---------- Data supplied

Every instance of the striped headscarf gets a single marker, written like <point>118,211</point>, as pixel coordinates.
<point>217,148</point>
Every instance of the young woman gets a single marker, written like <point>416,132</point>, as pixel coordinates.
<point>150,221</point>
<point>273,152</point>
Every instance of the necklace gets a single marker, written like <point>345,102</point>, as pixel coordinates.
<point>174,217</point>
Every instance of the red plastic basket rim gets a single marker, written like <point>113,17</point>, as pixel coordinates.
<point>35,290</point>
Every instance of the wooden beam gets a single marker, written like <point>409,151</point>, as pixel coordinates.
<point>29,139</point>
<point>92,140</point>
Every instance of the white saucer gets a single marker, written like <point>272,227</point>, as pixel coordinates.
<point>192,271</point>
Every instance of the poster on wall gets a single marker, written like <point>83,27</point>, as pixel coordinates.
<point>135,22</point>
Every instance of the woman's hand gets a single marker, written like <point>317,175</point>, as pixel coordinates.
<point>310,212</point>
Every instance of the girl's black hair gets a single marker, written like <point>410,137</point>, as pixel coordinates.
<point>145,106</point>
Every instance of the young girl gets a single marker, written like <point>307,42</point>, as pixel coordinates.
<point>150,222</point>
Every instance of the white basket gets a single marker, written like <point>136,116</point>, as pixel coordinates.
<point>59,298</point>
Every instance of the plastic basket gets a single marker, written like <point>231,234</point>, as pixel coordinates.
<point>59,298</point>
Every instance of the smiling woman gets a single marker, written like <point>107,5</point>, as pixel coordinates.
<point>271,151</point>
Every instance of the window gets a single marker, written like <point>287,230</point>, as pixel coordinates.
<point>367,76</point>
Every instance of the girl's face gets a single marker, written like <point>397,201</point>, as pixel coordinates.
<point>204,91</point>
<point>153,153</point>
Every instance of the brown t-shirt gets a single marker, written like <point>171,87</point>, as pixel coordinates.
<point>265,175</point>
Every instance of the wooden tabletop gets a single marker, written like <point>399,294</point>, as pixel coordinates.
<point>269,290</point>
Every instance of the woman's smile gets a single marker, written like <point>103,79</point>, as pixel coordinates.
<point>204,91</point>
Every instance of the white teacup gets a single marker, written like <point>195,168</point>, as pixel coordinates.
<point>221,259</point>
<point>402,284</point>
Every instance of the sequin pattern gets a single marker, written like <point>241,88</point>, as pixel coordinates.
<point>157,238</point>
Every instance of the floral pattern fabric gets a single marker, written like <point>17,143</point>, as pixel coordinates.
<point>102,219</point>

--------------------

### Task
When you answer, return the records above exactly as they stand.

### Written response
Every instance of the striped headscarf gets a single marker, written like <point>118,211</point>, as pixel coordinates.
<point>217,148</point>
Every instance of the young woman gets a single marker, written like <point>416,132</point>, as pixel coordinates.
<point>150,221</point>
<point>273,152</point>
Every instance of the necklace gets a single marker, written like <point>345,102</point>, as pixel coordinates.
<point>174,217</point>
Every instance of the red plastic basket rim gets a single marker, written like <point>113,17</point>, as pixel coordinates.
<point>35,290</point>
Every instance of the wooden beam gets a single marker, written like <point>409,151</point>, as pixel coordinates.
<point>29,139</point>
<point>92,140</point>
Every instance of the white saucer gets a single marker, written like <point>272,227</point>, as pixel coordinates.
<point>192,271</point>
Every instance of the poster on wall gets a single marker, written like <point>83,27</point>, as pixel coordinates.
<point>135,22</point>
Every instance of the woman's hand gets a single marker, written like <point>317,175</point>, as pixel coordinates.
<point>310,212</point>
Every instance of the girl's black hair gets a single marker, written like <point>410,137</point>, as pixel coordinates.
<point>145,106</point>
Every instance of the young girl gets a single marker, written like <point>307,42</point>, as pixel coordinates.
<point>150,222</point>
Every instance of the white basket gets a single marker, written like <point>136,116</point>, as pixel coordinates.
<point>59,298</point>
Every instance of the plastic basket gets a single marker, written like <point>231,234</point>, as pixel coordinates.
<point>59,298</point>
Every instance of the smiling woman gets a single marker, written like <point>107,5</point>, as pixel coordinates.
<point>271,151</point>
Every instance of the window gets a single marker, written like <point>287,230</point>, as pixel coordinates.
<point>367,76</point>
Every instance of the girl's face gets a single marker, written like <point>397,201</point>, as pixel coordinates.
<point>204,91</point>
<point>153,153</point>
Every instance of the brown t-shirt gets a single marker, written like <point>171,87</point>, as pixel coordinates.
<point>265,175</point>
Every instance of the wooden tabletop gets a single marker, written like <point>399,294</point>, as pixel coordinates.
<point>269,290</point>
Every instance of the woman's smile gets a single marker, written like <point>103,79</point>, as pixel coordinates.
<point>204,91</point>
Every instance of the white teacup gets a single marker, written like <point>195,168</point>, as pixel coordinates.
<point>221,259</point>
<point>402,284</point>
Every instance of the sequin pattern gets a single marker, written like <point>241,88</point>, as pixel coordinates.
<point>157,238</point>
Every instance of the floral pattern fabric gets a single marker, written like <point>17,143</point>, as pixel coordinates.
<point>102,219</point>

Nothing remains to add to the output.